EXERCISE DESCRIPTION
The full listing below is to be written out exactly.

INPUT DATA

================

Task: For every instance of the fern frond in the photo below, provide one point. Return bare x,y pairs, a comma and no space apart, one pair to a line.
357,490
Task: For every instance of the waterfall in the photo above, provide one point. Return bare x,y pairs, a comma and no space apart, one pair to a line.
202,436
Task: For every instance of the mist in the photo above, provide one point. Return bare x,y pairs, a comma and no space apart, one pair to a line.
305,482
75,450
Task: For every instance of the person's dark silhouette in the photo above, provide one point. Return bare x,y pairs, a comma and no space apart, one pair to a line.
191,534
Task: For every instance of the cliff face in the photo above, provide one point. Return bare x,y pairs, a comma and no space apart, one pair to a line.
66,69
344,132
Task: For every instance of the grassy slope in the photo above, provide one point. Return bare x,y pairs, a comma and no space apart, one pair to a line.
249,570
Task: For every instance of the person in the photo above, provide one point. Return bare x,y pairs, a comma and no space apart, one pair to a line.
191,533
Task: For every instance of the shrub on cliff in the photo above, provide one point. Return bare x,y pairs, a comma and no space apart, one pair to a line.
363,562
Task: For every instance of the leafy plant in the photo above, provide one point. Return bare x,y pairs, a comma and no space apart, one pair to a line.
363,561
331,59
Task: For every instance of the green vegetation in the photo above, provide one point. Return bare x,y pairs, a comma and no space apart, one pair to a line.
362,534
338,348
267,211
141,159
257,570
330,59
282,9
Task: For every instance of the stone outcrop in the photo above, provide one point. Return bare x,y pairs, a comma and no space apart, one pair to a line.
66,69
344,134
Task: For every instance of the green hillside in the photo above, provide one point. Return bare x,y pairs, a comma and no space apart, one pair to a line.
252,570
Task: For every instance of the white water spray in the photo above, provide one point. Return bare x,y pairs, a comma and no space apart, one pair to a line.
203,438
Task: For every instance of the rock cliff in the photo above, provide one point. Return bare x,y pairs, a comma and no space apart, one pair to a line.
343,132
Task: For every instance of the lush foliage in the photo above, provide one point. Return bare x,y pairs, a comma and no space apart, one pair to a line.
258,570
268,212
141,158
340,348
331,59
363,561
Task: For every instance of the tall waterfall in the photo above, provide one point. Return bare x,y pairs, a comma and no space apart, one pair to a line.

================

SOLVED EXERCISE
Task: For every instance of the fern frond in the photo below, provide one point. Return bare x,y pairs, a comma and no space apart, one pair to a line.
357,490
Task: For every instance of the waterfall in the photo above, provide one point. Return bare x,y pairs, a comma and no space apart, one pair to a line.
202,436
Task: For every instance of the mist in the photo above, provide one point. Return bare x,y pairs, a comma and no space apart, one pair to a line.
305,482
75,450
Task: For every instance of the person's dark silhouette in the photo above, provide one point. Return bare x,y pairs, a comma and no space apart, one pair to a line.
191,534
Task: For every instance of the cliff face in the photo above, provide one point. Return bare x,y pairs, a comma and no space apart, one pair to a line.
66,69
344,132
Task: For every instance of the grassy slope in the photo above, provide one point. Return bare x,y pairs, a comma and no space apart, one pair to a line.
249,570
Task: For every instance of the person in the photo above, provide one point. Return bare x,y pairs, a comma and no space apart, one pair to a line.
191,533
Task: For every instance of the shrub on cliff in the photo above, provide one point. Return bare x,y pairs, a comma and no space apart, one pair to a line.
363,562
Task: For every instance of the leafy plant in the photo above, provide one point. Return bare x,y pairs, a comma and no space apart, one pair to a line.
363,561
331,59
Task: For every instance of the green vegetation in the photo above, provide one point. Return bare x,y pairs, a comma and no space apart, one pair to a line.
362,534
338,348
267,211
141,159
257,570
330,59
282,9
Task: For every instance of the stone outcrop in the photo above, provide one point. Return bare x,y pairs, a comma and no space apart, one pair to a line.
66,69
344,134
Task: For every instance of the green hillside in the photo above, provide one point. Return bare x,y pairs, a comma and no space apart, one pair to a line.
252,570
Task: For every instance of the white water spray in the photo above, provide one point. Return bare x,y pairs, a comma and no space apart, one pair to a line.
203,438
Task: For every instance of the rock cliff in the photo above, provide one point. Return bare x,y pairs, a comma and no space apart, one pair to a line.
343,132
Task: For every instance of the lush foliage in the photo above, provide one point. Return bare x,y pairs, a comma and no space apart, one pair to a line.
258,570
268,212
141,158
340,348
331,59
363,561
Task: For every instance of the tall waterfall in the photo above, provide one point. Return bare x,y pairs, a comma and no space apart, one pair to a line.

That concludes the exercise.